DATA SHOWN:

>> Start

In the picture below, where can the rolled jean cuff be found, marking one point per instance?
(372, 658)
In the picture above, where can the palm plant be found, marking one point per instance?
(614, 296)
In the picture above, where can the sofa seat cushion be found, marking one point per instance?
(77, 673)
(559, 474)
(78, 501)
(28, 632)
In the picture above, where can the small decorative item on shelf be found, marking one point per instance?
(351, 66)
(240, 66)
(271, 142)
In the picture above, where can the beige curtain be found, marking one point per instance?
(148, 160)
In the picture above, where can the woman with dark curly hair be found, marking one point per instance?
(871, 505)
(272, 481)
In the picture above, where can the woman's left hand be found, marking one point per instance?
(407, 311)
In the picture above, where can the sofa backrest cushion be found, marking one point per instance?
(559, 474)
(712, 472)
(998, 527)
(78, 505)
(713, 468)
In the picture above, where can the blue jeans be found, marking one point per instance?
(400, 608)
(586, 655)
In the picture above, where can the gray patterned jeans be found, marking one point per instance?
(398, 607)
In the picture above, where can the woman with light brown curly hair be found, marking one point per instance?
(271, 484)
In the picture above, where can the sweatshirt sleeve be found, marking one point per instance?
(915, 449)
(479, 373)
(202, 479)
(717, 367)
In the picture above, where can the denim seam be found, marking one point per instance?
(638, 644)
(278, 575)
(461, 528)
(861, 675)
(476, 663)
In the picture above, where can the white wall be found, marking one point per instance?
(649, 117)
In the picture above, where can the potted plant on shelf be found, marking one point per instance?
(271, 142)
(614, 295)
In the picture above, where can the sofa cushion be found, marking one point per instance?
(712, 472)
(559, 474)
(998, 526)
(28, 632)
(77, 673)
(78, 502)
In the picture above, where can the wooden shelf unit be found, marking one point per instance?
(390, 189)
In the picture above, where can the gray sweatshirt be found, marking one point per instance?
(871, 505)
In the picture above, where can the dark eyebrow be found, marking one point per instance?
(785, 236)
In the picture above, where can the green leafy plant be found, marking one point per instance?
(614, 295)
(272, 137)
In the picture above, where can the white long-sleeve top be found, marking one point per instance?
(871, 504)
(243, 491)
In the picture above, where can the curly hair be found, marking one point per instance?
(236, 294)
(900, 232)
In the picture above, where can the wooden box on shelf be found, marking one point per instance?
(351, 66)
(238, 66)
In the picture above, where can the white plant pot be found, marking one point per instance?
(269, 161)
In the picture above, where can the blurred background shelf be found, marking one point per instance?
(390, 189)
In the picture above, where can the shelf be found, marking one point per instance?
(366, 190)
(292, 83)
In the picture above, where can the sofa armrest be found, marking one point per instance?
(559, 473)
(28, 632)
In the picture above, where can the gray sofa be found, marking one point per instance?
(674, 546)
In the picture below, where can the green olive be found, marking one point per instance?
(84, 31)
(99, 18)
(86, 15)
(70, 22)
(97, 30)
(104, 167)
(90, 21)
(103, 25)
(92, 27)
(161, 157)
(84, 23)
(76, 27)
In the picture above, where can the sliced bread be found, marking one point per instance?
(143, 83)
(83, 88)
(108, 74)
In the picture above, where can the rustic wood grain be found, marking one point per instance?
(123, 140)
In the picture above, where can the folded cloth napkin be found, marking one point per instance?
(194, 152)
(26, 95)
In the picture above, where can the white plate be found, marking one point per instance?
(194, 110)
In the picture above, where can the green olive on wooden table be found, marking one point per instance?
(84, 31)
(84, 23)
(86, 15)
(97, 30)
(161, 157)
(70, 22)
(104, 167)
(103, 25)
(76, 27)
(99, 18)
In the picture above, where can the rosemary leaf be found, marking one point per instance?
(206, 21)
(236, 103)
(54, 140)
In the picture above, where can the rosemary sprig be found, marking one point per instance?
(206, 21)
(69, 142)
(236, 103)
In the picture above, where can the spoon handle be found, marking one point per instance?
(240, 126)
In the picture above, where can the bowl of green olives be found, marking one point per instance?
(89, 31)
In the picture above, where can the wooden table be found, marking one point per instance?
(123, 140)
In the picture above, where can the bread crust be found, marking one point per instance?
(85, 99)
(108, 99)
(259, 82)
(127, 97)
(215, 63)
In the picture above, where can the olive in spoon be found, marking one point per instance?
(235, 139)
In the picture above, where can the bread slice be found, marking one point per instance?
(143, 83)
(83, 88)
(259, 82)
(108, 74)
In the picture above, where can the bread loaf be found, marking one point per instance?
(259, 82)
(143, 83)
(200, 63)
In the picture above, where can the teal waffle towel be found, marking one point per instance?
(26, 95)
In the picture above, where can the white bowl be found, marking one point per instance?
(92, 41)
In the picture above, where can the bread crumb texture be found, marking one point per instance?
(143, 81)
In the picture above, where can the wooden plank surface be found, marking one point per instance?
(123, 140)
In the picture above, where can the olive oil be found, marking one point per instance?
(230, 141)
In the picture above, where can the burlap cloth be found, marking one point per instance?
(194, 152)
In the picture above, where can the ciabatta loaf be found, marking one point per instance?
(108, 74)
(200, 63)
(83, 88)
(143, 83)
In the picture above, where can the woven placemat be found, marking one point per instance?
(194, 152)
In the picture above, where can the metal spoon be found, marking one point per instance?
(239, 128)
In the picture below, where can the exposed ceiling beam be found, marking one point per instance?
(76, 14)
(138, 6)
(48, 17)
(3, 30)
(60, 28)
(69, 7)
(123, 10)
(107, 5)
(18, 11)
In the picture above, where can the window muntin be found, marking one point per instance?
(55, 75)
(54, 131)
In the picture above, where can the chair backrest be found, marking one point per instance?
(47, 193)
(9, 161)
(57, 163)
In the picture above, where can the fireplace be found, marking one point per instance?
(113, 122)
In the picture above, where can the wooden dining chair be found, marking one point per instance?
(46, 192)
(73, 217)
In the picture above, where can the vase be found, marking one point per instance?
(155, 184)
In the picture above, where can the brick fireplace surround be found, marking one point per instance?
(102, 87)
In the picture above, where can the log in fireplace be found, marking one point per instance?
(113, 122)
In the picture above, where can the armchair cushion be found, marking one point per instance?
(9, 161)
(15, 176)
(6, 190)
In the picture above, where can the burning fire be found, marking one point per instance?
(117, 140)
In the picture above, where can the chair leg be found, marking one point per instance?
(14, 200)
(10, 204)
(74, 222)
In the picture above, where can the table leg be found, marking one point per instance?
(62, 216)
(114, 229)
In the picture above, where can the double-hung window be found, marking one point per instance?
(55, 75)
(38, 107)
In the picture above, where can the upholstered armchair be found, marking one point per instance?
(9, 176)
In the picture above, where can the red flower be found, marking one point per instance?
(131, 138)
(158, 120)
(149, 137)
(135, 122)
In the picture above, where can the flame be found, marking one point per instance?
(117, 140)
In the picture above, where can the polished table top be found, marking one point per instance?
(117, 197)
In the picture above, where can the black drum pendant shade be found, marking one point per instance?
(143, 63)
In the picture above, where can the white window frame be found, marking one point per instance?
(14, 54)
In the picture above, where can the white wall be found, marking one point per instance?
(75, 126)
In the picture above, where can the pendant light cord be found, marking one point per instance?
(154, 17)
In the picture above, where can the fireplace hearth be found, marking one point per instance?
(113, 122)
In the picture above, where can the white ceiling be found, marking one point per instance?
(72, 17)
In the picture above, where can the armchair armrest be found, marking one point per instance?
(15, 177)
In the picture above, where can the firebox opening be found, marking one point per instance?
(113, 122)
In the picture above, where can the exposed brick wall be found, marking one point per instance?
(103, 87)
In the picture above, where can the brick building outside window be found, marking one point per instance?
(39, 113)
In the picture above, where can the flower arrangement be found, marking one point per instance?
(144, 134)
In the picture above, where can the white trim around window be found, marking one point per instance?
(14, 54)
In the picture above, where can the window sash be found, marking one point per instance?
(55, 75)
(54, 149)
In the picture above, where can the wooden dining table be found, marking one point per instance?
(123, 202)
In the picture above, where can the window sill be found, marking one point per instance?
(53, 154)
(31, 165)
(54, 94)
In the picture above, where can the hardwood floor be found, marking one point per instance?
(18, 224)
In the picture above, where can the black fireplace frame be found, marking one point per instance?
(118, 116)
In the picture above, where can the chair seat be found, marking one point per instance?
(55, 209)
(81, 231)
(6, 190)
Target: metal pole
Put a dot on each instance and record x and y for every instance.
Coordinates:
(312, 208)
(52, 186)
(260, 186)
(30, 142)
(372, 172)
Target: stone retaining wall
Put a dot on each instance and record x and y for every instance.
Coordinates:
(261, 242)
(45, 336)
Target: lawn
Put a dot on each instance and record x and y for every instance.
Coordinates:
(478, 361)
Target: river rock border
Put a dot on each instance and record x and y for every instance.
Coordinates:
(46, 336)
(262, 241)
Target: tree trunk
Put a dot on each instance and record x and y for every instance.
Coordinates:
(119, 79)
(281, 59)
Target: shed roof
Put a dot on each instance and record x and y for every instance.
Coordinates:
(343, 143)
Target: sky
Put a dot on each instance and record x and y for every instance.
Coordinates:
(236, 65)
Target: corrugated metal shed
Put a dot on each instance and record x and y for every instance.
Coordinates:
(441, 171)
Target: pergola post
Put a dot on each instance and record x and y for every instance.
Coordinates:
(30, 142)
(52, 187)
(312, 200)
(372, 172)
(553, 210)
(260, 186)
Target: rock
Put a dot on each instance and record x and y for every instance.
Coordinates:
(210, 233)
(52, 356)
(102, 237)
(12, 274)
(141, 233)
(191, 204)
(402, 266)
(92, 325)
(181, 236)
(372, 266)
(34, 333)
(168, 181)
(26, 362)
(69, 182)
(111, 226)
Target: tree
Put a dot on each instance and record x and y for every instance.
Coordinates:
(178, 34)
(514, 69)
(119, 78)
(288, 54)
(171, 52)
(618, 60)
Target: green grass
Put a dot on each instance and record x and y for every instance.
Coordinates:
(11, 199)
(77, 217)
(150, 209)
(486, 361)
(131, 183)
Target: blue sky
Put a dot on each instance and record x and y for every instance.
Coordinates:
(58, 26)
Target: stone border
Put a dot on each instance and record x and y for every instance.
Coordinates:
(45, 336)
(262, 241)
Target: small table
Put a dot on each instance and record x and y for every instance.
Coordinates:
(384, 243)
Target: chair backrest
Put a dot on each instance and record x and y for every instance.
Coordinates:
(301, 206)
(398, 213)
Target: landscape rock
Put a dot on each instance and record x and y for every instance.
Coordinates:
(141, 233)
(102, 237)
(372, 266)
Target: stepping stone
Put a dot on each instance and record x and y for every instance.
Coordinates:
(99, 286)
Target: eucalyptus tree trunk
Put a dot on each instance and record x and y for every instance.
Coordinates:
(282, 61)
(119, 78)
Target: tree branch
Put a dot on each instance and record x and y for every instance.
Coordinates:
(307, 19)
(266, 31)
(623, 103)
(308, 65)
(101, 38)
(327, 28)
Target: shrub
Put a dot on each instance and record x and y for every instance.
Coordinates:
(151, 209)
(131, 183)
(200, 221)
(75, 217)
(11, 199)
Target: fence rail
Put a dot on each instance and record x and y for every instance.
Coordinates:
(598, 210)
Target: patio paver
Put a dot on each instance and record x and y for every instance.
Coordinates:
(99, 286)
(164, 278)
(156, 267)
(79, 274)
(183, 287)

>> End

WHAT TO DO: Reproduce only the lines running from the one that contains "Target: green grass" to the last line of the records.

SOLUTION TO THIS EXERCISE:
Target: green grass
Put a dot on each instance and record x and y for every instance.
Coordinates:
(11, 199)
(77, 217)
(150, 209)
(486, 361)
(131, 183)
Target: blue sky
Put a dot on each instance and record x and y for every instance.
Coordinates:
(58, 26)
Target: stone border
Put a dot on each instance and record x and y for every instance.
Coordinates:
(45, 336)
(262, 241)
Target: small table
Put a dot on each instance and record x and y for every instance.
Coordinates:
(384, 243)
Target: chair backrest
Put a dot on each instance and record x and y for every instance.
Coordinates:
(301, 206)
(398, 213)
Target: landscape rock
Put a dot on each instance and record x and y for every instance.
Coordinates:
(141, 233)
(102, 237)
(372, 266)
Target: stepping stone
Put a dot on each instance and record x and y for every instance.
Coordinates:
(99, 286)
Target: eucalyptus tree trunk
Put a dot on each instance and record x and y for every instance.
Coordinates:
(282, 61)
(119, 78)
Target: tree branch
Put a dot on each instance and record x and y for every instance.
Coordinates:
(307, 19)
(266, 31)
(623, 103)
(308, 65)
(101, 38)
(327, 28)
Target: shrub
Put a dot on each instance and record x and y for every instance.
Coordinates:
(151, 209)
(131, 183)
(200, 221)
(75, 217)
(11, 199)
Target: fence rail
Put a dot on each instance and record x and y for every instance.
Coordinates:
(598, 210)
Target: patio paver
Put a dot on each instance and record x and y for every instance.
Coordinates:
(99, 286)
(164, 278)
(156, 267)
(79, 274)
(183, 287)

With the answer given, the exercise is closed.